STATED EXERCISE: How many lines of the rows below contain the string "thin"? Give only the number.

········

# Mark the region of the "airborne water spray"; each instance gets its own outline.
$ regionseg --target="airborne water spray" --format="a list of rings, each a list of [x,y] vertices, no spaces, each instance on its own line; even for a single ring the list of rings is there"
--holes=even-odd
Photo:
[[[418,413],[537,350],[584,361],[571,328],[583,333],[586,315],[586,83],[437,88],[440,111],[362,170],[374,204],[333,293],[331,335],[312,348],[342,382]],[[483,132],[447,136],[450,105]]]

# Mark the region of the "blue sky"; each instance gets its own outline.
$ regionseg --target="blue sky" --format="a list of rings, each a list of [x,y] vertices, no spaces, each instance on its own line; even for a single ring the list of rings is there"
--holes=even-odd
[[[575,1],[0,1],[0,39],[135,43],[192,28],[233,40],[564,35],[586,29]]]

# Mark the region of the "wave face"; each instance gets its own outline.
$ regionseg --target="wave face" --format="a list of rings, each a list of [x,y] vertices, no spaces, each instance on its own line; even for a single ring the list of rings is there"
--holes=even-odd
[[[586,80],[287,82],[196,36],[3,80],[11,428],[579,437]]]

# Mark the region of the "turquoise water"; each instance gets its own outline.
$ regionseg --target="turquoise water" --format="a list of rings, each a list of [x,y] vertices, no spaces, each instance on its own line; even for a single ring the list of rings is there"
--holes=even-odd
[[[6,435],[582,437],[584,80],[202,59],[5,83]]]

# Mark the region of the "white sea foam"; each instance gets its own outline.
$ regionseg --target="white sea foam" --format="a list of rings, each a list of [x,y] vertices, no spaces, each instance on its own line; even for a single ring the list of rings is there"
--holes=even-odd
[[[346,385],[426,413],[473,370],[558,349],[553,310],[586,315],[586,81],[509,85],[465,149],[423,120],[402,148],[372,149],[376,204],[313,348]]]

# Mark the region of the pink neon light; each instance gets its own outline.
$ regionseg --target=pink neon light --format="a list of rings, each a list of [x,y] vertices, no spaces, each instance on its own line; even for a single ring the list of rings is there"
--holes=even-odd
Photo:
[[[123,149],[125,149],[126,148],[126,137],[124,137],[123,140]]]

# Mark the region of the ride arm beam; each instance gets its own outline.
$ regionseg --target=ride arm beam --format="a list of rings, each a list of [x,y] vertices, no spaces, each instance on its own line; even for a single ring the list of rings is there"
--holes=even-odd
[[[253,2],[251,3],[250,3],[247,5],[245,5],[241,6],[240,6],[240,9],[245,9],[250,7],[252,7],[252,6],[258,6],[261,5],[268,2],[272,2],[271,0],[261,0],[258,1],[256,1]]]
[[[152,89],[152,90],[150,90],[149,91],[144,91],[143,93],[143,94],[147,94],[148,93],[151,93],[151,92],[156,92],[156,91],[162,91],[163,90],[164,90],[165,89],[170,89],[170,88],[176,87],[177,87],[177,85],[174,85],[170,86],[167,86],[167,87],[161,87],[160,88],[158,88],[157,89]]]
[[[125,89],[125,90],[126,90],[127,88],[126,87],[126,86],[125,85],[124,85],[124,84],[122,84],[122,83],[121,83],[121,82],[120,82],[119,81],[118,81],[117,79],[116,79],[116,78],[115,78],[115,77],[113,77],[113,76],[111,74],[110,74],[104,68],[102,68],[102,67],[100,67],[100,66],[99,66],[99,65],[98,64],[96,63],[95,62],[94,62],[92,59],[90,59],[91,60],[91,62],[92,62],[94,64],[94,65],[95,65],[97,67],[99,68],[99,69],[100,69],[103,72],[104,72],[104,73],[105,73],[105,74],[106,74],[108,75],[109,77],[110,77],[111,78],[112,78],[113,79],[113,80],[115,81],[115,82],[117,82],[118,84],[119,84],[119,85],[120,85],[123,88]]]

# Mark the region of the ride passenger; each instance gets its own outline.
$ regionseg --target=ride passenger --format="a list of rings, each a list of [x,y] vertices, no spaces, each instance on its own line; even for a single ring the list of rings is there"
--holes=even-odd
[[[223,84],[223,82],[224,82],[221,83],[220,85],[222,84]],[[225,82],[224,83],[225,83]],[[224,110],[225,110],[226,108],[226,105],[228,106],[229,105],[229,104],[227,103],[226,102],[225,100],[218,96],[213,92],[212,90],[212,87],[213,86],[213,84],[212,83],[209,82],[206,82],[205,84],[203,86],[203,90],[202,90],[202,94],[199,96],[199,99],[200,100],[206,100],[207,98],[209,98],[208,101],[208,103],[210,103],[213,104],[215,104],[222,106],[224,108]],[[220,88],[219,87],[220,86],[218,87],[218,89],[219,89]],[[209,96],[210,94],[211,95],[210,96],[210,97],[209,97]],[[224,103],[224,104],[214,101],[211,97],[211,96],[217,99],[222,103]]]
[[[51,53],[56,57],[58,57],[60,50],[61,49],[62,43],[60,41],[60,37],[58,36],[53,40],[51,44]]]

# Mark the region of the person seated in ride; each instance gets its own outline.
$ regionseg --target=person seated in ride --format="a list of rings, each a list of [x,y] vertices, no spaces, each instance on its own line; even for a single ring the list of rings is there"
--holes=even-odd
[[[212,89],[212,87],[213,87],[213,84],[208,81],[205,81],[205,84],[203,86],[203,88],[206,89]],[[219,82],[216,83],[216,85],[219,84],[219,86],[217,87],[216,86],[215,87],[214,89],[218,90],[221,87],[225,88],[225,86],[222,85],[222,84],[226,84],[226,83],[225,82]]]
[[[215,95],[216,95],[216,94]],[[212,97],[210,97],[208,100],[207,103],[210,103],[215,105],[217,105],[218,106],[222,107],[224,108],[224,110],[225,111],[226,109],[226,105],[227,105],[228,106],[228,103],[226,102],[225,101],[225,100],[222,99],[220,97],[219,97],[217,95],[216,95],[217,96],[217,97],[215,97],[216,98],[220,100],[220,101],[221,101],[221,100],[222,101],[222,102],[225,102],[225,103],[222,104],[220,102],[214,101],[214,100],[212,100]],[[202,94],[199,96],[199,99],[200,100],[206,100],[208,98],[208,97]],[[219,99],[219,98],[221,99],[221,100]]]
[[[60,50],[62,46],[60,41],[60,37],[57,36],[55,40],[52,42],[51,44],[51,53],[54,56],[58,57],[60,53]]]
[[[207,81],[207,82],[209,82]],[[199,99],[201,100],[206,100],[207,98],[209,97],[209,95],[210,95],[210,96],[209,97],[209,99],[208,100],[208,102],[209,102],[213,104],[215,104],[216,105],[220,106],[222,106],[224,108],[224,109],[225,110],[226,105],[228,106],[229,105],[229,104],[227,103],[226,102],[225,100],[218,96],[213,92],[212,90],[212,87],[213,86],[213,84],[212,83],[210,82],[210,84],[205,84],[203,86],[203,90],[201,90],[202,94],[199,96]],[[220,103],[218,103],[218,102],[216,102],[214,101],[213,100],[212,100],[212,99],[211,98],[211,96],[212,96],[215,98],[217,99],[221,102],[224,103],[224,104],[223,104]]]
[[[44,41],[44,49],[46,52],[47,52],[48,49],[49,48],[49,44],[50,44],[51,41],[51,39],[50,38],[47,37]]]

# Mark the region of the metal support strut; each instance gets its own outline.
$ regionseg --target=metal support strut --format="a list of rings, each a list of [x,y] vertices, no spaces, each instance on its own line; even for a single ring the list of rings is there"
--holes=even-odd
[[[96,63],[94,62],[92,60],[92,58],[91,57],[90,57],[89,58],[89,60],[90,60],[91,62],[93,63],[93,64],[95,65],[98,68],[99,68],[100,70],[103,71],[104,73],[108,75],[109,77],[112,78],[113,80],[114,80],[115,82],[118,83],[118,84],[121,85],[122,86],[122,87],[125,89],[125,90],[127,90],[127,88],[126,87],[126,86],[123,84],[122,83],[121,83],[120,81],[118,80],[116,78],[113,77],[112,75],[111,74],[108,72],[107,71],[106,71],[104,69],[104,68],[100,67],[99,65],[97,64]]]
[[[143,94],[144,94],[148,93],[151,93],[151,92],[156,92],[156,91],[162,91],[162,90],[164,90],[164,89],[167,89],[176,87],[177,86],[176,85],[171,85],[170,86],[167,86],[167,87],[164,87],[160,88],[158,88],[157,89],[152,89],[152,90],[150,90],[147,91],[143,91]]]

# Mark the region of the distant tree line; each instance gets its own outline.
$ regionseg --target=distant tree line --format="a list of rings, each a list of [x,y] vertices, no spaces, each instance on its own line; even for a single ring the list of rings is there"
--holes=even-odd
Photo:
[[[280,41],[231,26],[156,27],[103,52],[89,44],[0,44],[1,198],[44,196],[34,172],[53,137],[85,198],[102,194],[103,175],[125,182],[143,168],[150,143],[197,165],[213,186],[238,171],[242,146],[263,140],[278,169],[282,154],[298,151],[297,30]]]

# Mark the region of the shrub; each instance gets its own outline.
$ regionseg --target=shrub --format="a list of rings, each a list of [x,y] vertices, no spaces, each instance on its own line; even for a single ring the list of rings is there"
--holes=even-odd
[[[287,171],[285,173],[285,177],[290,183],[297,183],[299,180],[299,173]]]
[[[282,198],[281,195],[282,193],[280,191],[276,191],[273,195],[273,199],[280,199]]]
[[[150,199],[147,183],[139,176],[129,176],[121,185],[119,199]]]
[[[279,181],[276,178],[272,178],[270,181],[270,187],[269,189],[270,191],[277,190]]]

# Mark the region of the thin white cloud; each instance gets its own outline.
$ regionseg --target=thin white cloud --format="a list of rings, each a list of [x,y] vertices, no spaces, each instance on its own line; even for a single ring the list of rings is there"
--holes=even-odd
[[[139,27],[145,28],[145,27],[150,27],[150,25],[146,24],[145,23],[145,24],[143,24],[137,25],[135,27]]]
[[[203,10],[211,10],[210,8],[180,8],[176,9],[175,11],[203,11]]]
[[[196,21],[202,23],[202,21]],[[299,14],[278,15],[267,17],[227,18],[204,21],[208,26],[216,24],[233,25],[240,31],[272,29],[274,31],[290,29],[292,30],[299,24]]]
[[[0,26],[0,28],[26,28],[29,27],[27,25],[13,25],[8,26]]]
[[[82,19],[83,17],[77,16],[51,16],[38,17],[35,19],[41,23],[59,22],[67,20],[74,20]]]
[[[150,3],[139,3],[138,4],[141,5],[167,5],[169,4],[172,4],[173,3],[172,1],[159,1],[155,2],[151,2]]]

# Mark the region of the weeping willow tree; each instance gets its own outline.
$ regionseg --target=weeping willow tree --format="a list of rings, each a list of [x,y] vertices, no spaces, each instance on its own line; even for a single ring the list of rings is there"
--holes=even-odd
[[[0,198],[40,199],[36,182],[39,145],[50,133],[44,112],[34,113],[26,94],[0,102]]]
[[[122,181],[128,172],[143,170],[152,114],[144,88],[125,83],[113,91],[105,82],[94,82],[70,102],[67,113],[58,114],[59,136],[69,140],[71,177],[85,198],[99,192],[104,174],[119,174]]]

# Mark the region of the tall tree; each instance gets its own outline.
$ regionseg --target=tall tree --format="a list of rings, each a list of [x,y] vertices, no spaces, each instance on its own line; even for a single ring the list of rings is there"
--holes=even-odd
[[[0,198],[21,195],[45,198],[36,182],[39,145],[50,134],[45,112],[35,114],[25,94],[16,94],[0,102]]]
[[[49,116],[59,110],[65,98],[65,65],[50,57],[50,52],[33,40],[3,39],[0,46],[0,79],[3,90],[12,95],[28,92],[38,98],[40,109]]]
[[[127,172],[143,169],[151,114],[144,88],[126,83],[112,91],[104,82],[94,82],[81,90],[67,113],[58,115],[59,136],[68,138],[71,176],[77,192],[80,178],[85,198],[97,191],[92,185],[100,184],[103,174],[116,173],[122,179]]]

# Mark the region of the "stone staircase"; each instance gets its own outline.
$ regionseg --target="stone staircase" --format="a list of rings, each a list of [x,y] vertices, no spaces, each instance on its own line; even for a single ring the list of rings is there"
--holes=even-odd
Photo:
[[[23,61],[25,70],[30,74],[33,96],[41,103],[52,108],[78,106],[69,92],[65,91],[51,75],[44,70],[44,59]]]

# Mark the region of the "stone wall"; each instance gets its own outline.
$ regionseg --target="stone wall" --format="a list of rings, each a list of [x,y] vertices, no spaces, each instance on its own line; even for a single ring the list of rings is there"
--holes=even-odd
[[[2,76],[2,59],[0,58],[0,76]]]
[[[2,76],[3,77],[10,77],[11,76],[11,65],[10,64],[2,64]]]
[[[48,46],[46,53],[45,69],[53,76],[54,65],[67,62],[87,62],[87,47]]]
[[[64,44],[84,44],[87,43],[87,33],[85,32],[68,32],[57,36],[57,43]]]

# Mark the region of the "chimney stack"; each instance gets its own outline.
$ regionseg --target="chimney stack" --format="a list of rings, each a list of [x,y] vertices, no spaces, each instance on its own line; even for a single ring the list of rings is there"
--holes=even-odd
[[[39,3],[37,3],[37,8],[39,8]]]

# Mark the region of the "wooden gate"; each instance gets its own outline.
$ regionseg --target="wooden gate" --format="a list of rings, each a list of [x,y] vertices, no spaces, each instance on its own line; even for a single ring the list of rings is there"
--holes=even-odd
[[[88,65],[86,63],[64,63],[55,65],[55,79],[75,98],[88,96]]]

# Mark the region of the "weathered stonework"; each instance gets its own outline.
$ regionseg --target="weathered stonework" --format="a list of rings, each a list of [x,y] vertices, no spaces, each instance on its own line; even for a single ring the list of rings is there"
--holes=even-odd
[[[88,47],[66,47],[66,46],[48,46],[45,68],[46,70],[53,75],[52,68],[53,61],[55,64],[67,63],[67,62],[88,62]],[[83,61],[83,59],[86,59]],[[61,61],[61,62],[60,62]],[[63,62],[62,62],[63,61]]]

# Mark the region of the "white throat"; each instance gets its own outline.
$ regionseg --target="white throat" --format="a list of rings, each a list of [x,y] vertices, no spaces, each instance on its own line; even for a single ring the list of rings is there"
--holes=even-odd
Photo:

········

EXERCISE ANSWER: 2